(Excerpt from a dataset)
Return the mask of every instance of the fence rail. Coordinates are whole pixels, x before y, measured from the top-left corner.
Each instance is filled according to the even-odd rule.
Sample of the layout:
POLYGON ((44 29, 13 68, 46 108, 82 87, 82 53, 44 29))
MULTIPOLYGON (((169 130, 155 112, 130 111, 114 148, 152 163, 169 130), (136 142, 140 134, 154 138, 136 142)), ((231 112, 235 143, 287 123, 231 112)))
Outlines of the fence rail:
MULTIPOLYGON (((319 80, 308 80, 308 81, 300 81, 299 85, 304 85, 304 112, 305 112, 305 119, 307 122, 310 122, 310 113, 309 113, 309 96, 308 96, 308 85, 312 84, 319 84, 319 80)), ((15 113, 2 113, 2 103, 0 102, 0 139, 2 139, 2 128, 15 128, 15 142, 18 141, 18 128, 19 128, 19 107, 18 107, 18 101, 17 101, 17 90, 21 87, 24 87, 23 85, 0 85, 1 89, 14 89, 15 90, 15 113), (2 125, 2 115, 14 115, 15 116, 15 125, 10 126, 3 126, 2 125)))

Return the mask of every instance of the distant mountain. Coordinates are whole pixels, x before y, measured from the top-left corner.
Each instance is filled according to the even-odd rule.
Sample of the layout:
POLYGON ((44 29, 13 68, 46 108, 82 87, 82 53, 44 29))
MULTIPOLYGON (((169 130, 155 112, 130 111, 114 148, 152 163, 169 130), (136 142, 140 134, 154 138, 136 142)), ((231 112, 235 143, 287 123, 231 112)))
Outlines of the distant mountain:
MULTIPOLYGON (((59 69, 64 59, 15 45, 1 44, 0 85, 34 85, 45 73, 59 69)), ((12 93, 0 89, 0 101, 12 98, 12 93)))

▸ Exercise instructions
Please copy the data above word for word, every line of it.

▸ The result
Return the mask of every instance of the fence rail. Coordinates are whole pixels, x before y, measured from the top-left corner.
Each instance is filled according to the even-odd rule.
Sample of the layout:
POLYGON ((44 29, 13 68, 46 108, 82 87, 82 53, 44 29))
MULTIPOLYGON (((169 130, 155 112, 130 111, 114 148, 152 163, 169 130), (136 142, 140 134, 154 138, 136 142)), ((231 112, 235 143, 287 123, 231 112)))
Outlines of the fence rail:
MULTIPOLYGON (((319 80, 308 80, 308 81, 300 81, 299 85, 304 85, 304 112, 305 112, 305 119, 307 122, 310 122, 310 113, 309 113, 309 96, 308 96, 308 85, 312 84, 319 84, 319 80)), ((15 113, 2 113, 2 103, 0 102, 0 139, 2 139, 2 128, 15 128, 15 142, 18 141, 18 128, 19 128, 19 107, 18 107, 18 101, 17 101, 17 90, 21 87, 24 87, 23 85, 0 85, 1 89, 14 89, 15 90, 15 113), (2 125, 2 115, 14 115, 15 116, 15 125, 10 126, 3 126, 2 125)))

Return the mask of every instance of the distant mountain. Coordinates are whole pixels, x before y, measured from the top-left corner.
Each instance is filled according to the even-odd rule.
Sample of the layout:
POLYGON ((44 29, 13 68, 46 108, 82 87, 82 53, 44 29))
MULTIPOLYGON (((169 130, 155 112, 130 111, 114 148, 152 163, 169 130), (136 142, 140 134, 154 138, 136 142)), ((231 112, 235 143, 287 123, 231 112)))
Outlines of the distant mountain:
MULTIPOLYGON (((59 69, 64 59, 15 45, 1 44, 0 85, 34 85, 45 73, 59 69)), ((12 93, 0 89, 0 101, 12 98, 12 93)))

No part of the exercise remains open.